'''
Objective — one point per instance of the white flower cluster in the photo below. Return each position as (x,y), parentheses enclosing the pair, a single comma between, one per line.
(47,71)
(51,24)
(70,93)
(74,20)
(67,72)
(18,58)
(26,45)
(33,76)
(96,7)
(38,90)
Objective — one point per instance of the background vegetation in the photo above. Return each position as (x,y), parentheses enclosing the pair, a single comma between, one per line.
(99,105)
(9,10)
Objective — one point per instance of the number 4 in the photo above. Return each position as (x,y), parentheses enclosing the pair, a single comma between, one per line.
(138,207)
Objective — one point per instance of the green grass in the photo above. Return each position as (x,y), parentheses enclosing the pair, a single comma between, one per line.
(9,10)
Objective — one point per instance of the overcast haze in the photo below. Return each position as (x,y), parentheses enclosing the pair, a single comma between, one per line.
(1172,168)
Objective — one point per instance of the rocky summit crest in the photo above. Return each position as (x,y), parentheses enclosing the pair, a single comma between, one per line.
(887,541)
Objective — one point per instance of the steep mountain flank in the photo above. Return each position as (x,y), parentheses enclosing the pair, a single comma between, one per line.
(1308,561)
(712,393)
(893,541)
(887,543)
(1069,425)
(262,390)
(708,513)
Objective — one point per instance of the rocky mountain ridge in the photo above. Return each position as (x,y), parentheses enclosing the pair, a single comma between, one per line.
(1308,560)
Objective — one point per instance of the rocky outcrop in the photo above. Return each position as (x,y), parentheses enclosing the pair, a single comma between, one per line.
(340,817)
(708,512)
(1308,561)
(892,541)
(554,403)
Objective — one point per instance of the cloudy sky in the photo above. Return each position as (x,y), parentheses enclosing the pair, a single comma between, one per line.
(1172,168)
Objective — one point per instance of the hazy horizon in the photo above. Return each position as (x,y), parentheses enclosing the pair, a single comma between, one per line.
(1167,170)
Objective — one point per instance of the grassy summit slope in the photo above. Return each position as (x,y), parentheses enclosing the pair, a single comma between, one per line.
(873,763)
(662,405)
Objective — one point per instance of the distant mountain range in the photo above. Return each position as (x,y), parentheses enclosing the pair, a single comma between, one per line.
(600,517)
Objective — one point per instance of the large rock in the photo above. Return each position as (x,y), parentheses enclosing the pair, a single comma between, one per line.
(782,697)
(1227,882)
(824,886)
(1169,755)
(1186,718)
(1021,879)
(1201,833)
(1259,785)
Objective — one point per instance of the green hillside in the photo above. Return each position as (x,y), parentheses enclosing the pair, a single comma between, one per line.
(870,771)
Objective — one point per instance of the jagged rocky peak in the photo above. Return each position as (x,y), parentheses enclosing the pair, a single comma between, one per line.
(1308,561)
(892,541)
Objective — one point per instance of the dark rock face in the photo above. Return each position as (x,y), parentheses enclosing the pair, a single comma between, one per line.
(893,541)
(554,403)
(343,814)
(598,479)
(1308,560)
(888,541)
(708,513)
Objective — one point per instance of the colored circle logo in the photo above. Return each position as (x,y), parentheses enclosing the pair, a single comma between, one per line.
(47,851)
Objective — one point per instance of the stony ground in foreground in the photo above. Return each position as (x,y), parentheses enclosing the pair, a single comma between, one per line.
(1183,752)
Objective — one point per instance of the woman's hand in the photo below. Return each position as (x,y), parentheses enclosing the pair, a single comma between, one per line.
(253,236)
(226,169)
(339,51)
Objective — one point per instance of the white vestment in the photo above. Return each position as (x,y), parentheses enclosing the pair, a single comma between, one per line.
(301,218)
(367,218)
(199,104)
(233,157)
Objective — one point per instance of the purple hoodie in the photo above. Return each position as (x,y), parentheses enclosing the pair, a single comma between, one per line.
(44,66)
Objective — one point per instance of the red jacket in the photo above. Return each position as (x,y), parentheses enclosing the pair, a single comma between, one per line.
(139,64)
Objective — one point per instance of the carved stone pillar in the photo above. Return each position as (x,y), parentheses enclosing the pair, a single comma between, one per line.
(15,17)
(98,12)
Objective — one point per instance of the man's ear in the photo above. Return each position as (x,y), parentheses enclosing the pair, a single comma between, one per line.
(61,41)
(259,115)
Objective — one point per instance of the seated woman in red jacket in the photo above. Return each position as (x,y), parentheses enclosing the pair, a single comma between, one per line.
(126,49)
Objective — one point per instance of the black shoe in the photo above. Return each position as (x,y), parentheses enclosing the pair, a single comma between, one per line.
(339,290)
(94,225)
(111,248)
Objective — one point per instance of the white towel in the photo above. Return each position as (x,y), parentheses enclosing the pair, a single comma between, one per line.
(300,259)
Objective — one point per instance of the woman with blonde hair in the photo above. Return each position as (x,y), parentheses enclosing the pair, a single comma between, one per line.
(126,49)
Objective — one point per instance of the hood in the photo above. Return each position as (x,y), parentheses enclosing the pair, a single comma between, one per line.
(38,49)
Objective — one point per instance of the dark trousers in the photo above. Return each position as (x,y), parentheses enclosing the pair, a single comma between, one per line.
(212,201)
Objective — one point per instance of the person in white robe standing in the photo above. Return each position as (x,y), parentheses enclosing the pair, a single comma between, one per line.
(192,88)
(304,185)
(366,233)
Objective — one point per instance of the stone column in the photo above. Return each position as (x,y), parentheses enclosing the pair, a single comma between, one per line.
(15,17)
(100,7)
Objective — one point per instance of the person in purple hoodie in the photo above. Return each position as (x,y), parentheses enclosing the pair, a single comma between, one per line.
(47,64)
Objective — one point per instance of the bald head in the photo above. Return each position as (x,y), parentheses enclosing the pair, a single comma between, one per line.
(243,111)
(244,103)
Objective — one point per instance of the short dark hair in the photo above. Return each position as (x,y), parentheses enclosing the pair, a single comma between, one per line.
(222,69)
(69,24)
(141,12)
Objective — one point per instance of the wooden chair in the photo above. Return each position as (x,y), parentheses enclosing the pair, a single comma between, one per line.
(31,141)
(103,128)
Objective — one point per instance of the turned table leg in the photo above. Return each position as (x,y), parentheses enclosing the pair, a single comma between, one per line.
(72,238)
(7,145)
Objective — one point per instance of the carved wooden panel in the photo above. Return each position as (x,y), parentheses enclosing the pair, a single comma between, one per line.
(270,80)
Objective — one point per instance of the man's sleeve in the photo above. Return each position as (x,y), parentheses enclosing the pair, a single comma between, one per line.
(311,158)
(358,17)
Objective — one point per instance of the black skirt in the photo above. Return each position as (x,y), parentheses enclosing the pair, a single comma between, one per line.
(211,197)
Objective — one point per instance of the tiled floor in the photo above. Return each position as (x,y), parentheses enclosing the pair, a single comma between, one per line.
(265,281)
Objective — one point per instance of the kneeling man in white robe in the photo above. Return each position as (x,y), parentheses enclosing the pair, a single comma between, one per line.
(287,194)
'''
WHAT YOU HAVE TO DO »
Write out again only the lines from the one with "Objective — one point per instance of the kneeling" through the last line of the records above. Keep every word as it stands.

FINISHED TASK »
Objective — one point per instance of the kneeling man in white robe in the photo above. Return each position as (x,y), parentheses enclosing the pair, a single comma between, one per line.
(287,194)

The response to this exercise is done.